WHAT TO PRODUCE ▸ Return only this: the line with "find | signboard with text" and all the lines that follow it below, through the final one, exactly as they are.

EXTRACTED MATERIAL ▸
## start

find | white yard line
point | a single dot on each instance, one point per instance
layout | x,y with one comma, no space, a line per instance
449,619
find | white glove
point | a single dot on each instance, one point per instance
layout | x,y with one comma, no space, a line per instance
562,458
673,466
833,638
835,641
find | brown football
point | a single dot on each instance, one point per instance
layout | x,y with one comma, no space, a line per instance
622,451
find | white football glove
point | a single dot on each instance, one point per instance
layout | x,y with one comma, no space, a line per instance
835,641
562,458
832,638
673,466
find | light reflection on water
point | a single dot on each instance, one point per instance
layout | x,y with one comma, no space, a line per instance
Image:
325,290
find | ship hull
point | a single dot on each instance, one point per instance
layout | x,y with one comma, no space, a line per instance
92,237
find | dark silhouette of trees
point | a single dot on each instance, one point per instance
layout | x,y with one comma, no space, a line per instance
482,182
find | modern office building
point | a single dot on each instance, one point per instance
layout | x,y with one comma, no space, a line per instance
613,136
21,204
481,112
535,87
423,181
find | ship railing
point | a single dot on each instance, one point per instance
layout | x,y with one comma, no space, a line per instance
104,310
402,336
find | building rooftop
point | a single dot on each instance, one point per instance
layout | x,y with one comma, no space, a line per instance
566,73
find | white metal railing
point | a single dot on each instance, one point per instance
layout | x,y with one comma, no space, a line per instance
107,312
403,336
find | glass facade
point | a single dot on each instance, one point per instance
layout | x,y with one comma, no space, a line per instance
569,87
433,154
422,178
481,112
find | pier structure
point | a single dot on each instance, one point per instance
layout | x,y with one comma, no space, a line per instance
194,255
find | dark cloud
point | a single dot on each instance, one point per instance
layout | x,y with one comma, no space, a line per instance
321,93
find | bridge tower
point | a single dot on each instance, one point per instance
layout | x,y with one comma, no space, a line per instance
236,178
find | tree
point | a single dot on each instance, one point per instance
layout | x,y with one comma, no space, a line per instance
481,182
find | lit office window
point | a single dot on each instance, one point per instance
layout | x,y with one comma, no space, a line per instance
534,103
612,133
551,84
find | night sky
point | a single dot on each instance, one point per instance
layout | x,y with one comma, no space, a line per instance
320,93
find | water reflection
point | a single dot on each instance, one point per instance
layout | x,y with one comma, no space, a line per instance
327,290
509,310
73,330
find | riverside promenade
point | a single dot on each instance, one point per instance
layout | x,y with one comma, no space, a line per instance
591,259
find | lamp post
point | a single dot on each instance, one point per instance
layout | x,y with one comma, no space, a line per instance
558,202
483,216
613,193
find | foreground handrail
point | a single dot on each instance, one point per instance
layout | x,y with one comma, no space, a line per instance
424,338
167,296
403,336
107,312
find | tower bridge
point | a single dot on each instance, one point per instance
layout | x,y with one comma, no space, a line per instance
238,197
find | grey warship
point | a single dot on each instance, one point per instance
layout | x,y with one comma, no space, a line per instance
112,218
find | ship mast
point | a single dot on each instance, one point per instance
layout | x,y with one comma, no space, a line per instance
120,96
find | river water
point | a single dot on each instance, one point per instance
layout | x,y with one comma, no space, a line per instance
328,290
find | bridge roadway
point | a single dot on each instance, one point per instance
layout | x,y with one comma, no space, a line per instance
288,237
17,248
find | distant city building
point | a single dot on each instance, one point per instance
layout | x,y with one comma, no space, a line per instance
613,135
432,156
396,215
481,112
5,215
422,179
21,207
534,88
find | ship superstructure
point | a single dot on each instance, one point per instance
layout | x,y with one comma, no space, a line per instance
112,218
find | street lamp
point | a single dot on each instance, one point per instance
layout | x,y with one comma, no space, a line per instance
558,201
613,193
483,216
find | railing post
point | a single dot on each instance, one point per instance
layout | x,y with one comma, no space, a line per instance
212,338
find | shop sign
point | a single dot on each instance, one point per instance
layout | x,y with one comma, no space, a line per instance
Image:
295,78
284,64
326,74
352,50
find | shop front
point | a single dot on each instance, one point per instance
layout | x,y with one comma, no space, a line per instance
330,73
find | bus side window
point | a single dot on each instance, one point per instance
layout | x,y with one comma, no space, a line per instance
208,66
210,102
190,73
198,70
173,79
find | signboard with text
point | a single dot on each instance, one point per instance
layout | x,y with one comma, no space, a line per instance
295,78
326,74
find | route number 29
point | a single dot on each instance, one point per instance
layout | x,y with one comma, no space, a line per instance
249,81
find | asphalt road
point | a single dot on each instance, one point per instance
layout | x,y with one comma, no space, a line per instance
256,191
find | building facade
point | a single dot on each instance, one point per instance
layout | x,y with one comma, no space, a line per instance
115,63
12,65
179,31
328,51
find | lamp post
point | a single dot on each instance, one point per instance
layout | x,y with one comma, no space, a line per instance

## end

SOLVED PROBLEM ▸
find | signboard with text
point | a single dot on each instance, one point per instance
layout | x,y with one comma, no space, a line per instance
295,78
326,74
find | route number 29
point | a single dot on each instance, one point per instance
layout | x,y with one comma, no space, a line per instance
249,81
find | asphalt road
point | a single dot on each instance, one point per instance
layout | x,y with one comma, no space, a line per instance
256,191
find | building facade
point | a single dot on each instance, one point per instance
layout | x,y with one comma, no space, a line per instance
115,63
12,65
179,31
328,51
find | lamp post
point | a single dot on each instance, one point per instance
layout | x,y with one comma, no space, a line per instance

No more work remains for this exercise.